Brief - Without the images, output every record exactly as it appears.

[Working data Boundary: Start]

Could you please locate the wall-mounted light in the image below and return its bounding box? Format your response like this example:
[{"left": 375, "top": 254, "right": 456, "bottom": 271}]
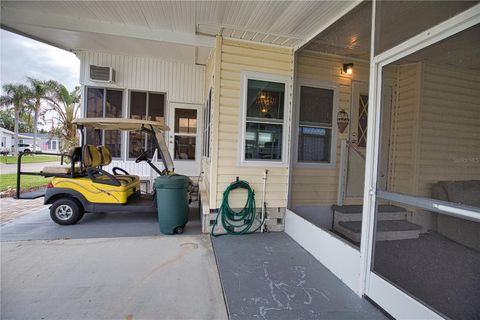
[{"left": 342, "top": 63, "right": 354, "bottom": 75}]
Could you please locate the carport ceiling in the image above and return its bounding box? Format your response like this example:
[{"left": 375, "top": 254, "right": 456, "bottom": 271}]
[{"left": 0, "top": 1, "right": 361, "bottom": 64}]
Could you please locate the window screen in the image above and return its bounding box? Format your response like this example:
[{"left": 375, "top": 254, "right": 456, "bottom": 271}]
[
  {"left": 128, "top": 91, "right": 165, "bottom": 159},
  {"left": 297, "top": 86, "right": 334, "bottom": 163}
]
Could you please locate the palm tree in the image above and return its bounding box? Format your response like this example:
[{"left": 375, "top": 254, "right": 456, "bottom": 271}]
[
  {"left": 45, "top": 81, "right": 80, "bottom": 151},
  {"left": 26, "top": 77, "right": 49, "bottom": 152},
  {"left": 0, "top": 84, "right": 30, "bottom": 155}
]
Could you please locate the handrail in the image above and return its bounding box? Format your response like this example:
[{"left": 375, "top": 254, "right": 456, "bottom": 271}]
[
  {"left": 16, "top": 151, "right": 77, "bottom": 199},
  {"left": 377, "top": 190, "right": 480, "bottom": 223},
  {"left": 345, "top": 140, "right": 366, "bottom": 161}
]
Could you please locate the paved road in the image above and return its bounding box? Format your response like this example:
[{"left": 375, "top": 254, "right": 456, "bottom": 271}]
[{"left": 0, "top": 162, "right": 58, "bottom": 174}]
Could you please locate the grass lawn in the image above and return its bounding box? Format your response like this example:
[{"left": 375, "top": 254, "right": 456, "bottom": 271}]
[
  {"left": 0, "top": 174, "right": 51, "bottom": 192},
  {"left": 0, "top": 155, "right": 61, "bottom": 164}
]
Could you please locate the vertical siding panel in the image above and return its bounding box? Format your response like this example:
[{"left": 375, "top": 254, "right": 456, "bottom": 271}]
[
  {"left": 79, "top": 50, "right": 205, "bottom": 104},
  {"left": 78, "top": 50, "right": 206, "bottom": 177}
]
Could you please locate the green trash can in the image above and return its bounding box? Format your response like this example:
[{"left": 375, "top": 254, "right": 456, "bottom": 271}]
[{"left": 154, "top": 174, "right": 190, "bottom": 234}]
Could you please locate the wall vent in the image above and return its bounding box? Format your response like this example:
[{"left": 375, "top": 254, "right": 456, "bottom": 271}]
[{"left": 89, "top": 65, "right": 116, "bottom": 83}]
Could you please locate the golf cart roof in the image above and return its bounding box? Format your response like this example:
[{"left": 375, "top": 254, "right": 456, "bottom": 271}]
[{"left": 72, "top": 118, "right": 170, "bottom": 131}]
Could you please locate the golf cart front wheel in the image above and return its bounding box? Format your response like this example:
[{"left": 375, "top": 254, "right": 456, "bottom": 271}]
[{"left": 50, "top": 198, "right": 84, "bottom": 225}]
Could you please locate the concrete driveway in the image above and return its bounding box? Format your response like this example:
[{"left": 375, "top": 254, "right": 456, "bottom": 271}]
[
  {"left": 1, "top": 236, "right": 227, "bottom": 320},
  {"left": 0, "top": 204, "right": 228, "bottom": 320}
]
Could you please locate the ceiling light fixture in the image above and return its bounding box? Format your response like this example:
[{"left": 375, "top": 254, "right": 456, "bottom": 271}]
[{"left": 256, "top": 90, "right": 276, "bottom": 113}]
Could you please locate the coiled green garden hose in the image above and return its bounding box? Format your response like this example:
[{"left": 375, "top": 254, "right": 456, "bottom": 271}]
[{"left": 211, "top": 179, "right": 265, "bottom": 236}]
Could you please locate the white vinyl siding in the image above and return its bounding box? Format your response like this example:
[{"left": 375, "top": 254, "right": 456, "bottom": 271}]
[
  {"left": 79, "top": 51, "right": 204, "bottom": 104},
  {"left": 78, "top": 50, "right": 205, "bottom": 176}
]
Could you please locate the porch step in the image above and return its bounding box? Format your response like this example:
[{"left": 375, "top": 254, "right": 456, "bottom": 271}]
[
  {"left": 334, "top": 220, "right": 421, "bottom": 242},
  {"left": 332, "top": 204, "right": 407, "bottom": 224}
]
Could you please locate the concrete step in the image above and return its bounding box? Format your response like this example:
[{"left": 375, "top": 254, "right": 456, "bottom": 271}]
[
  {"left": 334, "top": 220, "right": 422, "bottom": 243},
  {"left": 332, "top": 204, "right": 407, "bottom": 223}
]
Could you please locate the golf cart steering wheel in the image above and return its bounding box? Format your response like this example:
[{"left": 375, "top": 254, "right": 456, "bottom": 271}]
[
  {"left": 136, "top": 151, "right": 148, "bottom": 163},
  {"left": 112, "top": 167, "right": 130, "bottom": 176}
]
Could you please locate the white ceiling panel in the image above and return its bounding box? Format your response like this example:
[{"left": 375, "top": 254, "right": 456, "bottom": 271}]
[{"left": 1, "top": 0, "right": 361, "bottom": 62}]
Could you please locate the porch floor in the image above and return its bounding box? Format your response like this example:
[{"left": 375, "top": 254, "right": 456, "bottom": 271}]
[
  {"left": 374, "top": 232, "right": 480, "bottom": 320},
  {"left": 212, "top": 232, "right": 386, "bottom": 320}
]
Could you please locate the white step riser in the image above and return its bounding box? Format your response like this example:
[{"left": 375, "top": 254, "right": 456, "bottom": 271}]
[
  {"left": 334, "top": 224, "right": 420, "bottom": 242},
  {"left": 334, "top": 211, "right": 407, "bottom": 224}
]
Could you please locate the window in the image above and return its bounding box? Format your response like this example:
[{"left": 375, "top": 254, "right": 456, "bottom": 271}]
[
  {"left": 47, "top": 140, "right": 57, "bottom": 150},
  {"left": 128, "top": 91, "right": 165, "bottom": 159},
  {"left": 297, "top": 85, "right": 335, "bottom": 165},
  {"left": 241, "top": 72, "right": 289, "bottom": 165},
  {"left": 85, "top": 87, "right": 123, "bottom": 157},
  {"left": 203, "top": 89, "right": 212, "bottom": 158}
]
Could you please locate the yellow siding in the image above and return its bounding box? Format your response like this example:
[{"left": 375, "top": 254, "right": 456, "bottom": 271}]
[
  {"left": 200, "top": 47, "right": 216, "bottom": 205},
  {"left": 389, "top": 62, "right": 480, "bottom": 198},
  {"left": 389, "top": 63, "right": 421, "bottom": 194},
  {"left": 215, "top": 38, "right": 293, "bottom": 209},
  {"left": 417, "top": 63, "right": 480, "bottom": 196},
  {"left": 291, "top": 52, "right": 369, "bottom": 206}
]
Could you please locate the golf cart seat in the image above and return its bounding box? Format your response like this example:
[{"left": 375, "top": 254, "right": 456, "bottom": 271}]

[Working data Boundary: End]

Task result -
Could you please locate the wall-mounted light in the image below and return its bounding box? Format your response like this example:
[{"left": 375, "top": 254, "right": 456, "bottom": 271}]
[{"left": 342, "top": 63, "right": 354, "bottom": 75}]
Could you please locate the carport ceiling in the image above and return its bounding box? Format your response like this example:
[{"left": 375, "top": 254, "right": 456, "bottom": 271}]
[{"left": 0, "top": 1, "right": 361, "bottom": 64}]
Could you please locate the window screen in the image above and return its bounding box? Format your response like this example:
[{"left": 375, "top": 254, "right": 456, "bottom": 271}]
[
  {"left": 128, "top": 91, "right": 165, "bottom": 159},
  {"left": 297, "top": 86, "right": 334, "bottom": 163}
]
Could you please locate the palm tree in the image above and return its bounding box? Format your response like this example:
[{"left": 375, "top": 254, "right": 456, "bottom": 271}]
[
  {"left": 45, "top": 81, "right": 80, "bottom": 151},
  {"left": 26, "top": 77, "right": 49, "bottom": 152},
  {"left": 0, "top": 84, "right": 30, "bottom": 155}
]
Could you please locate the handrail in the image above and return its bounding box? Format your response like this example:
[{"left": 375, "top": 254, "right": 456, "bottom": 271}]
[
  {"left": 16, "top": 151, "right": 77, "bottom": 199},
  {"left": 377, "top": 190, "right": 480, "bottom": 223},
  {"left": 345, "top": 140, "right": 366, "bottom": 161}
]
Could you please locate the paved road in the image above and return its bounding box? Format your response like this example:
[{"left": 375, "top": 254, "right": 456, "bottom": 271}]
[{"left": 0, "top": 162, "right": 58, "bottom": 174}]
Could you please locate the grass lawn in the image above and return its bounding box? Format your response like this example:
[{"left": 375, "top": 254, "right": 456, "bottom": 271}]
[
  {"left": 0, "top": 174, "right": 51, "bottom": 192},
  {"left": 0, "top": 155, "right": 61, "bottom": 164}
]
Could you please locate the vertical siding panel in the image above and return its bounding box? Format your response like this example:
[{"left": 375, "top": 254, "right": 456, "bottom": 271}]
[
  {"left": 79, "top": 50, "right": 205, "bottom": 104},
  {"left": 78, "top": 50, "right": 206, "bottom": 177}
]
Could you please locate the green trash can in the image above and return its bounding box? Format your response like this example:
[{"left": 375, "top": 254, "right": 456, "bottom": 271}]
[{"left": 154, "top": 174, "right": 190, "bottom": 234}]
Could you please locate the wall vent in the image above and return its bounding box? Format your response like this example:
[{"left": 375, "top": 254, "right": 456, "bottom": 271}]
[{"left": 89, "top": 65, "right": 116, "bottom": 83}]
Could you please locate the golf cart roof in the image above and return its bounding box? Format your response like this example:
[{"left": 375, "top": 254, "right": 456, "bottom": 271}]
[{"left": 72, "top": 118, "right": 170, "bottom": 131}]
Could you please locate the golf cart front wheel in the image above and return its bounding box? Format your response like this example:
[{"left": 375, "top": 254, "right": 456, "bottom": 271}]
[{"left": 50, "top": 198, "right": 84, "bottom": 225}]
Could you please locate the concrete driveway in the image above and return its bounding box? Format your response like this example:
[{"left": 375, "top": 254, "right": 456, "bottom": 271}]
[
  {"left": 1, "top": 236, "right": 227, "bottom": 320},
  {"left": 0, "top": 204, "right": 228, "bottom": 320}
]
Could you please locate the ceiling light fixture in the image above and return its bounding box? Format your response like this example:
[{"left": 375, "top": 254, "right": 456, "bottom": 271}]
[{"left": 256, "top": 90, "right": 276, "bottom": 113}]
Could you please locate the coiled green garden hose in the image above and return its bounding box? Format your response like this example:
[{"left": 375, "top": 254, "right": 456, "bottom": 271}]
[{"left": 211, "top": 179, "right": 265, "bottom": 236}]
Could you please locate the white vinyl siding in the image above and return its bounding box? Format your response like this example:
[{"left": 375, "top": 254, "right": 456, "bottom": 271}]
[
  {"left": 79, "top": 51, "right": 204, "bottom": 104},
  {"left": 78, "top": 50, "right": 205, "bottom": 176}
]
Could you please locate the porch step in the image above and return its bounding box? Format your response like this example:
[{"left": 375, "top": 254, "right": 456, "bottom": 271}]
[
  {"left": 334, "top": 220, "right": 421, "bottom": 242},
  {"left": 332, "top": 204, "right": 407, "bottom": 224}
]
Could you please locate the concrete step in the image above and return its bounding box? Format your response like this example:
[{"left": 375, "top": 254, "right": 456, "bottom": 271}]
[
  {"left": 334, "top": 220, "right": 422, "bottom": 243},
  {"left": 332, "top": 204, "right": 407, "bottom": 223}
]
Could you please locate the golf cart steering wheel in the image above and return its bounding box? Format your response like this example:
[{"left": 375, "top": 254, "right": 456, "bottom": 271}]
[
  {"left": 136, "top": 151, "right": 148, "bottom": 163},
  {"left": 112, "top": 167, "right": 130, "bottom": 176}
]
Could you please locate the white ceiling panel in the image above and return its bounding box? Format your response like this example:
[{"left": 375, "top": 254, "right": 456, "bottom": 271}]
[{"left": 1, "top": 0, "right": 361, "bottom": 62}]
Could you please locate the porch floor in the image above and return its bounding box? Format your response like this example:
[{"left": 375, "top": 254, "right": 456, "bottom": 271}]
[
  {"left": 374, "top": 232, "right": 480, "bottom": 320},
  {"left": 212, "top": 232, "right": 386, "bottom": 320}
]
Could you please locate the white step riser in the image above and return its bounding box? Format your response like this example:
[{"left": 375, "top": 254, "right": 456, "bottom": 271}]
[
  {"left": 334, "top": 224, "right": 420, "bottom": 242},
  {"left": 334, "top": 211, "right": 407, "bottom": 224}
]
Could you please locate the window in the image above and return its bounding box? Format your response like this example:
[{"left": 375, "top": 254, "right": 456, "bottom": 271}]
[
  {"left": 47, "top": 140, "right": 57, "bottom": 150},
  {"left": 128, "top": 91, "right": 165, "bottom": 159},
  {"left": 297, "top": 85, "right": 335, "bottom": 165},
  {"left": 241, "top": 72, "right": 289, "bottom": 165},
  {"left": 85, "top": 87, "right": 123, "bottom": 157},
  {"left": 203, "top": 89, "right": 212, "bottom": 158}
]
Could you please locate the yellow siding in the image above and return its bounding box? Format your response like this example:
[{"left": 375, "top": 254, "right": 456, "bottom": 271}]
[
  {"left": 200, "top": 47, "right": 216, "bottom": 205},
  {"left": 389, "top": 62, "right": 480, "bottom": 198},
  {"left": 389, "top": 63, "right": 421, "bottom": 194},
  {"left": 215, "top": 38, "right": 293, "bottom": 209},
  {"left": 417, "top": 63, "right": 480, "bottom": 196},
  {"left": 291, "top": 52, "right": 369, "bottom": 206}
]
Could you please locate the golf cart seat in the image above and return its bounding box? Format your response like this example:
[{"left": 375, "top": 254, "right": 456, "bottom": 271}]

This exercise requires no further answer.